** TEXT SECTION **
++++++++

I am now scaling back my tattooing and accepting less projects and projects I am most interested in so I can truly create the best art possible for the client. This has freed up more time for my family, as well as other projects. I am now creating much more art on canvas and pottery, and I have also had time to get back into music. I am working on a new album for my Spanish flamenco inspired solo folk project called “Spanish Castles” which is a cross over of classical, nylon string acoustic guitar with mediterranean inspired folk music.
I look forward to meeting new tattoo clients and my future art / music shows I will be doing.

Are there any books, videos, essays or other resources that have significantly impacted your management and entrepreneurial thinking and philosophy?
I am quite an avid reader. I always had the motto of “I am not going to take advice on success and wealth from unsuccessful people, and since I do not know billionaires, I will read their books”. I have read so many books that I can’t off the top of my head remember specifics, but I do have a massive library in my home recording studio / art space. There was a very important one from a guy who was huge in marketing, I think it was “damn good advice for creative people” or something like this. Always enjoyed that one. I also read the art of war because I heard on NPR once a lot of CEO’s use this for business tactics. Meditations from Marcus Aurelias, many amazing helpful quotes in the Bible, and so many more. I would recommend reading books from successful people and get off the internet. Even just reading in general is calming, clears your head, and helps you become more creative the next day.

We often hear about learning lessons – but just as important is unlearning lessons. Have you ever had to unlearn a lesson?
Major life lesson in general – is something my mentor had told me early on in tattooing. “No good deed goes unpunished”. This has stuck with me over the years as I am always quite friendly, helpful and I want everyone to make it to the top with me. Over the years you learn that most people are quite greedy and sinister and only befriend people with the intention of getting something from them.
Working in Los Angeles is the worst for that and have had many supposed friends take and give nothing back. Once I had a friend at a shop ask me to have a drink with him. At the bar he asked me what he was doing wrong in tattooing to have so few clients. On the verge of tears, telling me how awful life is, how unfair everyone is to him, how he just needs a leg up somehow. I gave him a lot of unearned advice he did not deserve and told him everything I did to get to my position; and told him to focus on his realism as that was his strong suit. He went home that night. Deleted his entire portfolio. Got the new computer program that just released that week, and began drawing identical geometric designs to what I had worked my life creating. He then began messaging my social media followers and telling clients walking into the shop “Kirk is booked and very expensive, I can do the same designs today, for half the price.” He then began hitting up all of my friends to guest spot, do conventions, and slimed his way up the industry.
I had a friend once when we were in a foreign country tattooing together – my one friend came out from Russia to say hi and hang out, she tattoos as well. I told him that I don’t like how many bad shady tattooers are in the industry bringing it down, I think it needs to be more respected. I pointed out that my friend from Russia is one of the most famous artists around, and we know all these other top guys, we are some of the top as well. We need to all stick together and push quality over the idea of cheap rugged tattoos together. I set up a dinner for all of us to go, meet up, and discuss the idea of cross promoting each other etc. He decided to ditch me at the convention, meet up with my friend at the dinner I organized, a friend of mine….that he has never met, create his own circle of friends without me, elect himself as the ringleader – and oddly enough my friend from Russia blocked me on all social media the next day and never spoke with me again.

++++++++

** MATERIAL TO PROCESS **
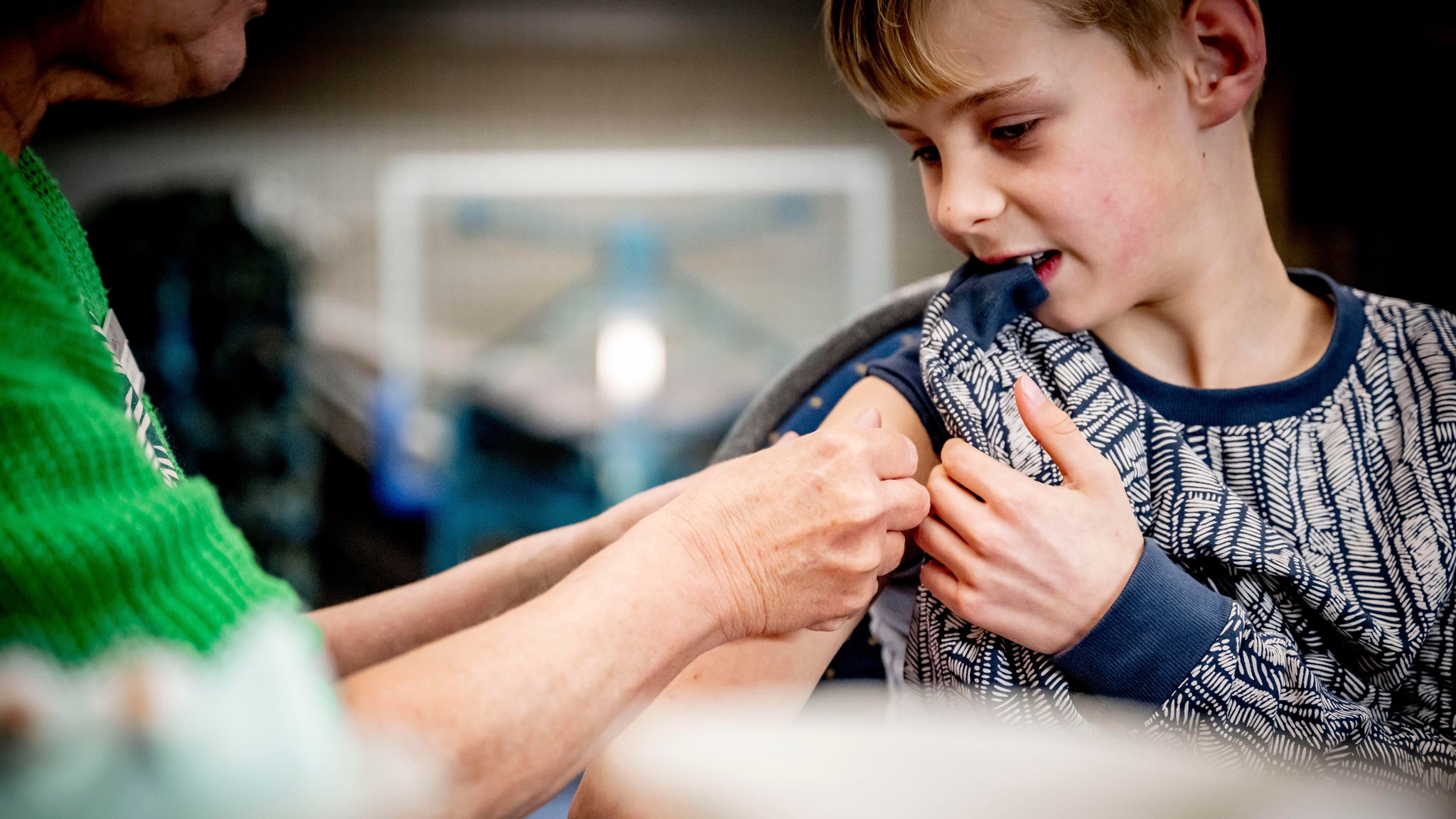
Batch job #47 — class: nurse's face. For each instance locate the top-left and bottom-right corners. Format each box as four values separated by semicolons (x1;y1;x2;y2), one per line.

++++++++

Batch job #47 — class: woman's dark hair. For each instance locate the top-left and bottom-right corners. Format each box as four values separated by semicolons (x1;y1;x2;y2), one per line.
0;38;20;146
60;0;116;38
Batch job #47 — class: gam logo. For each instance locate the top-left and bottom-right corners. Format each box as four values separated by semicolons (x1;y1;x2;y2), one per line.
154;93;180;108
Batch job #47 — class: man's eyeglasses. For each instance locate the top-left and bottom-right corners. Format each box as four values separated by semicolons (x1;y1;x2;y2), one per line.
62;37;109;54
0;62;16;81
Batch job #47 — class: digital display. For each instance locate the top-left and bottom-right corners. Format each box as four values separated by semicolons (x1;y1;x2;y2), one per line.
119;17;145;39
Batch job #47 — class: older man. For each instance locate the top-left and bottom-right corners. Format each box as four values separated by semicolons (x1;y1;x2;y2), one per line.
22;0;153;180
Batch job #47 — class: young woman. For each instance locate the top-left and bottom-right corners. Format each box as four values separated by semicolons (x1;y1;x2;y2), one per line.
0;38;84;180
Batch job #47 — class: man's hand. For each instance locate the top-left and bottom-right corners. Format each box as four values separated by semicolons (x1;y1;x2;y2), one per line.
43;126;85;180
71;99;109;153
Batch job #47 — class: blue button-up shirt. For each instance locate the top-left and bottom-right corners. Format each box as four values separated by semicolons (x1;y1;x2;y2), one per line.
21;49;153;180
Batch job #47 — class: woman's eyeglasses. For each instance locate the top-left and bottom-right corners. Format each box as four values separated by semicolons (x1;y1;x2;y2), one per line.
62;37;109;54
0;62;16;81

++++++++

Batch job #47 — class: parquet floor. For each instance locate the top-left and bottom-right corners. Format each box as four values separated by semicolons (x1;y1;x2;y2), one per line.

++++++++

** WORK TO DO **
a. Write out the stretch of the interview from "I am now scaling" through "will be doing.", word for word.
b. Give again, exactly as they stand, the entries from the line containing "Batch job #47 — class: older" through the line containing "0;38;84;180".

** SOLUTION LIST **
a.
I am now scaling back my tattooing and accepting less projects and projects I am most interested in so I can truly create the best art possible for the client. This has freed up more time for my family, as well as other projects. I am now creating much more art on canvas and pottery, and I have also had time to get back into music. I am working on a new album for my Spanish flamenco inspired solo folk project called “Spanish Castles” which is a cross over of classical, nylon string acoustic guitar with mediterranean inspired folk music.
I look forward to meeting new tattoo clients and my future art / music shows I will be doing.

b.
Batch job #47 — class: older man. For each instance locate the top-left and bottom-right corners. Format each box as four values separated by semicolons (x1;y1;x2;y2), one per line.
22;0;153;180
Batch job #47 — class: young woman. For each instance locate the top-left and bottom-right corners. Format each box as four values separated by semicolons (x1;y1;x2;y2), one per line.
0;38;84;180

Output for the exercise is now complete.